- TRECHO DA POSTAGEM -
>>>
Thursday, May 5, 2011

GUEST POST: CAMISINHA É TÃO BANAL QUANTO ESCOVA DE DENTE

Lembram do penúltimo guest post, sobre uma leitora que engravidou duas vezes do mesmo namorado e fez dois abortos? A caixa de comentários foi um escândalo, com a maior parte condenando a moça. Bom, no mesmo dia uma leitora muito querida (que prefere se manter anônima) escreveu e me enviou um texto ótimo com algumas de suas reações. Ele é basicamente sobre como e por que ela ensina seu filho de três anos a se familiarizar com a camisinha. Taí o guest post, do qual só discordo da primeira linha.

Imagino que todos nós concordamos que a Lola escreve bem melhor do que nós, que somos, afinal, opinadores não especialistas nesta incrível arte da língua, mas, acho que o escrevalola, mais do que um blog de resenhas e textos, tornou-se uma plataforma de discussão e troca entre os leitores. Assim, a partir da polêmica dos guest-posts sobre o direito ao aborto, fiquei com vontade de compartilhar com vocês minha história.
Em primeiro lugar quero dizer que não sou a favor do aborto! Sou a favor do direito da mulher em optar por interromper uma gravidez, de acordo com as situações específicas da sua vida, o que é bem diferente de ser “a favor do aborto”. Mas não é para dar minha opinião sobre a função do Estado na regulação das decisões individuais sobre o próprio corpo que estou aqui.
O que eu quero mesmo é falar de outra coisa: de camisinha.
Infelizmente nossa cultura, ainda extremamente baseada em ideais românticos, nos impede de encarar nosso corpo com mais naturalidade e respeito e a camisinha ainda não tem o lugar que mereceria ter na vida de todas as pessoas sexualmente ativas ou potencialmente ativas.
Eu, como a maioria das mulheres, instruídas ou não, tive minha primeira relação sem o uso de preservativo, e continuei usando e não usando esporadicamente, de acordo com o grau de paixão que dava contorno ao meu envolvimento afetivo com o parceiro.
Até que me envolvi com um homem que, pela primeira vez, usava a camisinha com imensa naturalidade, e essa desenvoltura tornou-se uma grande revelação sobre minha própria sexualidade. Não tinha vacilo, estávamos sempre protegidos e isso tornava o encontro muito mais divertido, porque era sem medos; éramos responsáveis. Nossa relação durou pouco mais de um ano e se desfez naturalmente por alguma razão, da qual não me recordo.
Mesmo depois de casada (não, não foi com aquele “rei da manipulação de preservativos”), e, mesmo tendo fases em que tentei usar métodos anticoncepcionais hormonais, eu sempre me senti melhor usando a camisinha. Parece que com o preservativo eu sou DONA do meu corpo, dos meus desejos, sem contar a praticidade do negócio.
<<<
- O QUE SE PEDE -
Enumere os benefícios que a autora, nos dois últimos parágrafos da postagem sobre a camisinha, associa ao uso do preservativo. Os dados que se seguem constituem material à parte, sem relação com a postagem.

- TRECHO DOS DADOS -
>>>
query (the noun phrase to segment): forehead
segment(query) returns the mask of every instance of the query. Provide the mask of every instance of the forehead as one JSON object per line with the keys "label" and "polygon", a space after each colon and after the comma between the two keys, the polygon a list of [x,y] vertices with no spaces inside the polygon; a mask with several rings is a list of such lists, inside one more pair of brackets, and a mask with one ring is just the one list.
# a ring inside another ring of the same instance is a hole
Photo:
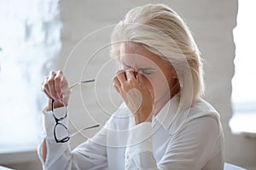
<<<
- RESULTADO DO EXERCÍCIO -
- Estar sempre protegidos, sem vacilo
- Encontros mais divertidos, por serem sem medos
- Serem responsáveis
- Sentir-se melhor do que com métodos anticoncepcionais hormonais
- Sentir-se dona do próprio corpo e dos próprios desejos
- A praticidade